### Supplied text
+ + + + + + +

The graph below shows the density \(f\) for \(\lambda = 5\).


10.3.1. CDF and Survival Function#

The exponential distribution is often used as a model for random lifetimes that have an interesting property that we will describe below. For now, just think of \(T\) as the lifetime of an object like a lightbulb, and note that the cdf at time \(t\) can be thought of as the chance that the object dies before time \(t\):

\[\begin{split} \begin{align*} F(t) ~ &= ~ P(T \le t) \\ &= ~ \int_0^t \lambda e^{-\lambda s}ds \\ &= ~ \left. -e^{-\lambda s} \right\rvert_0^t \\ &= ~ 1 - e^{-\lambda t} \end{align*} \end{split}\]

The complementary event is that the object survives past time \(t\), and therefore its probability defines the survival function \(S\):

\[ S(t) ~ = ~ P(T > t) ~ = ~ 1 - F(t) ~ = ~ e^{-\lambda t} \]

10.3.2. Memoryless Property#

The survival function tells us something unusual about exponentially distributed lifetimes. Let \(s\) and \(t\) be positive, and let’s find the conditional probability that the object survives a further \(s\) units of time given that it has already survived \(t\).

+ + + + + + +

### Records from a dataset
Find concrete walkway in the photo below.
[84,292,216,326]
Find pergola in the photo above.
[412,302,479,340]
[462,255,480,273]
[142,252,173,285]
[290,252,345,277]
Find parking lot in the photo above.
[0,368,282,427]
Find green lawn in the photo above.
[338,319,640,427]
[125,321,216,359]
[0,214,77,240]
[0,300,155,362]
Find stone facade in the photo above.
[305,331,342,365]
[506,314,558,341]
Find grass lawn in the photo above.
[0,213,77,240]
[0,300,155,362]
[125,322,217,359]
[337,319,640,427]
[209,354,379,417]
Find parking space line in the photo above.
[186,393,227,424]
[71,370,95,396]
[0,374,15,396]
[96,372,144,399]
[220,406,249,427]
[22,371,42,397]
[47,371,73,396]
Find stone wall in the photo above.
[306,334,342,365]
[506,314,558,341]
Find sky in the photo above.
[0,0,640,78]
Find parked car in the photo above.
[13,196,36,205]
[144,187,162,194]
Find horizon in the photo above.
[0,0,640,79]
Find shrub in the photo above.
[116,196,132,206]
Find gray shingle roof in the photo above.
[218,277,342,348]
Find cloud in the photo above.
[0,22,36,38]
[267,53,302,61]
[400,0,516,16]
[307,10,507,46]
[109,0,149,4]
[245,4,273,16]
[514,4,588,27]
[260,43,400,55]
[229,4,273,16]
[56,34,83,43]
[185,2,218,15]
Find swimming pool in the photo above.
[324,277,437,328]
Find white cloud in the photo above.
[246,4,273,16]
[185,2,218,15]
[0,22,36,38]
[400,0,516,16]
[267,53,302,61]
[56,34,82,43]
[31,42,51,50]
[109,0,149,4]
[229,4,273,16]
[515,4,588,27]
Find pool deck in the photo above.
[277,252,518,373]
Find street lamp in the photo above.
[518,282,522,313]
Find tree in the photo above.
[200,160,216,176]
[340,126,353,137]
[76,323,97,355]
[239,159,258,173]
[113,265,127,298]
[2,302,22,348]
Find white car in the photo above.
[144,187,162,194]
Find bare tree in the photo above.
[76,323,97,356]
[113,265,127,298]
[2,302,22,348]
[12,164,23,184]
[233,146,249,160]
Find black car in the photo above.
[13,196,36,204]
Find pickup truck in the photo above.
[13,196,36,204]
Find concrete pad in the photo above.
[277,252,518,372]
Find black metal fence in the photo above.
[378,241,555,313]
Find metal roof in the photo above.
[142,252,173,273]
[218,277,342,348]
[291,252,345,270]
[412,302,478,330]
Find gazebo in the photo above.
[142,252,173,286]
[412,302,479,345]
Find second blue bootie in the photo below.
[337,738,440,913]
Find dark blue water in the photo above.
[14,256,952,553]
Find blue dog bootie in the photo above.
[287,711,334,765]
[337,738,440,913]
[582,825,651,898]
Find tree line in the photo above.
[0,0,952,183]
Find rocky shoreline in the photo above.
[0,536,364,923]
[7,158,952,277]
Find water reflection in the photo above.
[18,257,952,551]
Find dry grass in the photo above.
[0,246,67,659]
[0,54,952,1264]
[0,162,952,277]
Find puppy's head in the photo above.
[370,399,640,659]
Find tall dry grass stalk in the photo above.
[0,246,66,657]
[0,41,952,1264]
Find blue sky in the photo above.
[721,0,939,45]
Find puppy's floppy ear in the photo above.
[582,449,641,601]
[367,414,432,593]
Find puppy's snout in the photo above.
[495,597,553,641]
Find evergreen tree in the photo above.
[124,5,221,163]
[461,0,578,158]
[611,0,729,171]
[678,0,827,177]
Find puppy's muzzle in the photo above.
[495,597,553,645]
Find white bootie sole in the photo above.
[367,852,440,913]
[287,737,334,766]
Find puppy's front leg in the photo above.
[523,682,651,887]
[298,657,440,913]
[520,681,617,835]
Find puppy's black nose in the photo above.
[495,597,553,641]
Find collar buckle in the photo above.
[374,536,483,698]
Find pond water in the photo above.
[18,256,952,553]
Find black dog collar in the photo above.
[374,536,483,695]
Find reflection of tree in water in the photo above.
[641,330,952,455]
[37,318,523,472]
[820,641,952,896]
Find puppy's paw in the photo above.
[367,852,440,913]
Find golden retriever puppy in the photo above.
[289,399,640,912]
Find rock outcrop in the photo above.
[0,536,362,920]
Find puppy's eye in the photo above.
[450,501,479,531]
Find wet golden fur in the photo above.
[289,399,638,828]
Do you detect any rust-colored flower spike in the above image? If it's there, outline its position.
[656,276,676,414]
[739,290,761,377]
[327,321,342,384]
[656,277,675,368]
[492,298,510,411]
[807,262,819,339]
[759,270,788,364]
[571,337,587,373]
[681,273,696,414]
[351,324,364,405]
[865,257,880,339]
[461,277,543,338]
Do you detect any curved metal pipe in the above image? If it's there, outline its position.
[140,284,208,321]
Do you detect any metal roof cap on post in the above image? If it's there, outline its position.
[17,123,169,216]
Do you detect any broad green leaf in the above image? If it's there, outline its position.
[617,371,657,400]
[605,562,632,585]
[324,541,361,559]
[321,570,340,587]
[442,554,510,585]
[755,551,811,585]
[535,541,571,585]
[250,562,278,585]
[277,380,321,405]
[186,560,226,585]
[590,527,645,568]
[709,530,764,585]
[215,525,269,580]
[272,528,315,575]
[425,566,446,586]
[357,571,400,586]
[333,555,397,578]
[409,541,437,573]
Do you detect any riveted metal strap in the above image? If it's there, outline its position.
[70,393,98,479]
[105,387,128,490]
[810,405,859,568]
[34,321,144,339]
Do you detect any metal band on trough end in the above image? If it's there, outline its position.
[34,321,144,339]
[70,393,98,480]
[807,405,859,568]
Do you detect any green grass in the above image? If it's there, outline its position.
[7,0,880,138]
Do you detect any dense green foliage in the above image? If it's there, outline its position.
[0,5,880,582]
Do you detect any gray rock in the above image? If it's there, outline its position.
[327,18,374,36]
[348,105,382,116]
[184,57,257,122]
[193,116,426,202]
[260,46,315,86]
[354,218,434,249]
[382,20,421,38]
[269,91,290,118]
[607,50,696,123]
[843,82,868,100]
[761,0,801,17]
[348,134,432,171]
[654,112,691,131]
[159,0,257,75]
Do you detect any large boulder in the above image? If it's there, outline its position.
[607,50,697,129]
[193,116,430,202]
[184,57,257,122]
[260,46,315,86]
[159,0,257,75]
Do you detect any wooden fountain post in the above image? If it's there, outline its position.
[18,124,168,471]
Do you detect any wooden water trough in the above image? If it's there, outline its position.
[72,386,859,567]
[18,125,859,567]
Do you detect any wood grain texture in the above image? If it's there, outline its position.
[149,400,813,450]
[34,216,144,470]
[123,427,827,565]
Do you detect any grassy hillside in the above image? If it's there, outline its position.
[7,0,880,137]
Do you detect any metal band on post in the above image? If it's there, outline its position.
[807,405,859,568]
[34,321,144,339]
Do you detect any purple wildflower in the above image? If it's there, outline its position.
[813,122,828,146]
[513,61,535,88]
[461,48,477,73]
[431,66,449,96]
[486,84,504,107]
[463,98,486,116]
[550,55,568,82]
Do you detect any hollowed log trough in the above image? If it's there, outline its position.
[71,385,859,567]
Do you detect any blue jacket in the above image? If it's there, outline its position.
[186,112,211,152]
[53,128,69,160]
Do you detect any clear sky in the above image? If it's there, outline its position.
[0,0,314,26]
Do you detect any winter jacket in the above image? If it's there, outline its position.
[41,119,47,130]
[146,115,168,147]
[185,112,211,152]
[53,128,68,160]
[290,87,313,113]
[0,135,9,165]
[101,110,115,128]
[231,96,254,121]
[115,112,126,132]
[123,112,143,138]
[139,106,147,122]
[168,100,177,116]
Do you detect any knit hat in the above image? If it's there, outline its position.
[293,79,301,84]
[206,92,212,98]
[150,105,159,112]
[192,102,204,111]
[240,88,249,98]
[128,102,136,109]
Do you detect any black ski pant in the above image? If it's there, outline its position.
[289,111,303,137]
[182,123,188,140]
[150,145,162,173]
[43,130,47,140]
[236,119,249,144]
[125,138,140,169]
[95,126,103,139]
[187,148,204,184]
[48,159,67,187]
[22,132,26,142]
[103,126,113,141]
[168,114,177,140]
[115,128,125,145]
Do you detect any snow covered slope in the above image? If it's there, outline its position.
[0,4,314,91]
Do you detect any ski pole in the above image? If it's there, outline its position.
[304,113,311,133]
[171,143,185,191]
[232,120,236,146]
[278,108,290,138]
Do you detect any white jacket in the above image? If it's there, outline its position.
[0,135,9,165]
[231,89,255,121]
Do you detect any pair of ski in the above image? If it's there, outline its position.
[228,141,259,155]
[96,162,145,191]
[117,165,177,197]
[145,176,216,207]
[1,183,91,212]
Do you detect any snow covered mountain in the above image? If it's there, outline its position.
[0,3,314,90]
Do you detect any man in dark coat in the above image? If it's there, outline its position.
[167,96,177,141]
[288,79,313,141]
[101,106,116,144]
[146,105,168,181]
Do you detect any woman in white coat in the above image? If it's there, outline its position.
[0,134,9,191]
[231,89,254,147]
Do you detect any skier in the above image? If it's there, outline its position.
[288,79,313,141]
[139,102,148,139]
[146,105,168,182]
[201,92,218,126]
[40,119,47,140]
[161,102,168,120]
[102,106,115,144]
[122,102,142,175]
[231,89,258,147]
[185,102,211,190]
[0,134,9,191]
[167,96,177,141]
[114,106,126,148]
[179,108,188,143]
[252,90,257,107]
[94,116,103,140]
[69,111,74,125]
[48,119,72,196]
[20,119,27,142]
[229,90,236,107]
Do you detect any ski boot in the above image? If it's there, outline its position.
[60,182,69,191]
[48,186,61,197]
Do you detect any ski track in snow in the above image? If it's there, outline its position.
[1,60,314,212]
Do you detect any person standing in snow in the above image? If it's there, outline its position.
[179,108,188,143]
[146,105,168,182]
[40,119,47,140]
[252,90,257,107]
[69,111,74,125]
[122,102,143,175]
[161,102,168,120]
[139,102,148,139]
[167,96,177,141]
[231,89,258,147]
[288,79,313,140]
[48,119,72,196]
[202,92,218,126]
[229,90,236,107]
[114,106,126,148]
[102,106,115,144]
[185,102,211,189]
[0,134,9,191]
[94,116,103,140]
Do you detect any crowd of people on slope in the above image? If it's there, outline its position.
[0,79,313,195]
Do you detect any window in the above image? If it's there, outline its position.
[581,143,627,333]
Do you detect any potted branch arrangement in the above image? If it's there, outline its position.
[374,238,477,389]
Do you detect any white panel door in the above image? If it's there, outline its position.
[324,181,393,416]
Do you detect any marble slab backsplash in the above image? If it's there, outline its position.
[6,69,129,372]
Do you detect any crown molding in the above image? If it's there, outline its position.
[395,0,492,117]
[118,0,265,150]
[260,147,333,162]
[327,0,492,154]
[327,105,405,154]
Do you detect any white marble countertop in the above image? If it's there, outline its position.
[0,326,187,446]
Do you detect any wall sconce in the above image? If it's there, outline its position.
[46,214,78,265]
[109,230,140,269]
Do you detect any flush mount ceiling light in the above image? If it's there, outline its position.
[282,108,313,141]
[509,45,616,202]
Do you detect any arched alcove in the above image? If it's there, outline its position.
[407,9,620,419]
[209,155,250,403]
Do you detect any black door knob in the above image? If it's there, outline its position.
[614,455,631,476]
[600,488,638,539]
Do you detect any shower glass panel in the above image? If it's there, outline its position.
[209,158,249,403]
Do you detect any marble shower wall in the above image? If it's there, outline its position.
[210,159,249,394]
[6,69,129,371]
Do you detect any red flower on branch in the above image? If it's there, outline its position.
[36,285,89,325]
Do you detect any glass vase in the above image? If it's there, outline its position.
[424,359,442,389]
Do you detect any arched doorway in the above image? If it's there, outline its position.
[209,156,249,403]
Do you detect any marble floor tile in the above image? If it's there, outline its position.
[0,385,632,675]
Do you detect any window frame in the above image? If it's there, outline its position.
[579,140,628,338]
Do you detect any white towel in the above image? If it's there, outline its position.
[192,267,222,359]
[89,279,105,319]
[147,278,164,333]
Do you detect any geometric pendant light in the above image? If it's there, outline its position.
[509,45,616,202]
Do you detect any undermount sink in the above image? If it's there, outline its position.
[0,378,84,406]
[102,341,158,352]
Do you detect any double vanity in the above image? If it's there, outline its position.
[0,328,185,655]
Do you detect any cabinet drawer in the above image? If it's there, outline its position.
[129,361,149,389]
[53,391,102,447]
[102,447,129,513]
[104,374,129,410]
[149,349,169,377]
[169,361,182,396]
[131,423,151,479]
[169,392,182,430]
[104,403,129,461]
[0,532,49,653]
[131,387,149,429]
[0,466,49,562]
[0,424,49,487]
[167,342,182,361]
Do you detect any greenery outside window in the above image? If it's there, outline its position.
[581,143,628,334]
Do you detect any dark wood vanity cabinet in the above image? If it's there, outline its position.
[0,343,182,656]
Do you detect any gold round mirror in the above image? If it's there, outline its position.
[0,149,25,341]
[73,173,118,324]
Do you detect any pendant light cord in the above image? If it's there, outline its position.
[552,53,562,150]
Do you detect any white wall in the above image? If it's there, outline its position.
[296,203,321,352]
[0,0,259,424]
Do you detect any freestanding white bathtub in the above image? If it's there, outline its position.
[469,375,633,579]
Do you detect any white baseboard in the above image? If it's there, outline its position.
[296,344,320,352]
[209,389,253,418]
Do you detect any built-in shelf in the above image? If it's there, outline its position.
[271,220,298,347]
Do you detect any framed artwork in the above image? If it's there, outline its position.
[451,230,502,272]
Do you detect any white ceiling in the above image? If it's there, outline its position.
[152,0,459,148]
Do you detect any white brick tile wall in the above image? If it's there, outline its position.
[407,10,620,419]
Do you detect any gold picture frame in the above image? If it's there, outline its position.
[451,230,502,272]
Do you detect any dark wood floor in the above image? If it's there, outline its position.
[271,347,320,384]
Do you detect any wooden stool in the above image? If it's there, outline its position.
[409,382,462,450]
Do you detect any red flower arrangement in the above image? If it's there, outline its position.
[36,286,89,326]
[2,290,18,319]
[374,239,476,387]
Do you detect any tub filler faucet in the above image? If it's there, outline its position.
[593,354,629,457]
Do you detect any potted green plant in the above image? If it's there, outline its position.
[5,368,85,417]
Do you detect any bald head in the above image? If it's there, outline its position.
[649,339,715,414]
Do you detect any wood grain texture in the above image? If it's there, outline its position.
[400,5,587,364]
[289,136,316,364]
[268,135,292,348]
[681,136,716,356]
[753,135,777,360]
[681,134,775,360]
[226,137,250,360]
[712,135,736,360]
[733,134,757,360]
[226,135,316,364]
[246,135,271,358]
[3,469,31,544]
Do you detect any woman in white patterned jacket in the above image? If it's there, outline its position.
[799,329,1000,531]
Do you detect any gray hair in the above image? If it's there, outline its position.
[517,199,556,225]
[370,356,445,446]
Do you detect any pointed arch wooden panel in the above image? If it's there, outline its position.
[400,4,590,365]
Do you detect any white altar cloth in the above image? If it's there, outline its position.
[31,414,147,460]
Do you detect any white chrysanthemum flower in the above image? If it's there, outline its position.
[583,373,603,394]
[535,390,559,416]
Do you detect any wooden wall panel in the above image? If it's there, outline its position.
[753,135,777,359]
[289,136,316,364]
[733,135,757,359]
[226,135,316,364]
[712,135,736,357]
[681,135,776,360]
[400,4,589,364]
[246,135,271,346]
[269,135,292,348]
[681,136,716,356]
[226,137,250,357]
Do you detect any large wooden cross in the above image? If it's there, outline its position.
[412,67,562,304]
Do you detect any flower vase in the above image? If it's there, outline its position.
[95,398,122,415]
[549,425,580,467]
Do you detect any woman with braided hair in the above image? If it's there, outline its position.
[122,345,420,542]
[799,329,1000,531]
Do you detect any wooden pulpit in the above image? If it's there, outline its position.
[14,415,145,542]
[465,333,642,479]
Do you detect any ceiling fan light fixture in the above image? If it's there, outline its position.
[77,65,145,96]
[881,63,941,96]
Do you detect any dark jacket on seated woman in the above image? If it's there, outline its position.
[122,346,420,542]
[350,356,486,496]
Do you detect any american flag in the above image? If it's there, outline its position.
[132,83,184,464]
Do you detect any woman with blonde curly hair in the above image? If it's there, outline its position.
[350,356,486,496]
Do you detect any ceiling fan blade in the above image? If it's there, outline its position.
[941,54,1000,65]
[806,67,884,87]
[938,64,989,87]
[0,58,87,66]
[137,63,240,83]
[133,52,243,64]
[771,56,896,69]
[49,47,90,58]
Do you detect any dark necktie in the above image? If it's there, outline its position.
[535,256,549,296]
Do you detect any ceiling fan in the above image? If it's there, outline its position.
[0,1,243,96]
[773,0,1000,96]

+ + + + + + +

### What to do
**A.** List every function that the exponential distribution text denotes by a single letter, and give what each letter stands for.
**B.** Continue the exponential distribution text, starting after its last sentence.

### Written responses
**A.**
f: the density
F: the cdf
S: the survival function

**B.**
\[\begin{split} \begin{align*} P(T > t+s \mid T > t) ~ &= ~ \frac{P(T > t+s, T > t)}{P(T > t)} \\ &= ~ \frac{P(T > t+s)}{P(T > t)} \\ &= ~ \frac{e^{-\lambda(t+s)}}{e^{-\lambda t}} \\ &= ~ e^{-\lambda s} \\ &= ~ P(T > s) \end{align*} \end{split}\]

Notice that \(t\) does not appear in the answer. So for example the chance that the object survives an additional year given that it has been alive for 50 years is the same as the chance that is survives a year when it starts out brand new. It forgets that it has already lived 50 years.

This is called the memoryless property of the exponential distribution. It can be shown that the exponential and the geometric are the only two distributions that have the memoryless property. As you can see, the graph of the exponential density resembles the geometric probability histogram.

The memoryless property is an excellent reason not to use the exponential distribution to model the lifetimes of people or of anything that ages. For lifetimes of things like lightbulbs or radioactive atoms, the exponential distribution often does fine.

10.3.3. Mean and SD#

The expectation of \(T\) is given by

\[ E(T) ~ = ~ \int_0^{\infty} t\lambda e^{-\lambda t} dt ~ = ~ \frac{1}{\lambda} \]

either by integration by parts or by recognizing that the indefinite integral of \(\lambda te^{-\lambda t}\) is \(-te^{-\lambda t} + e^{-\lambda t}\).

This result is an indication of why \(\lambda\) is called the rate of the lifetime distribution. The bigger \(\lambda\) is, the faster the item is expected to die.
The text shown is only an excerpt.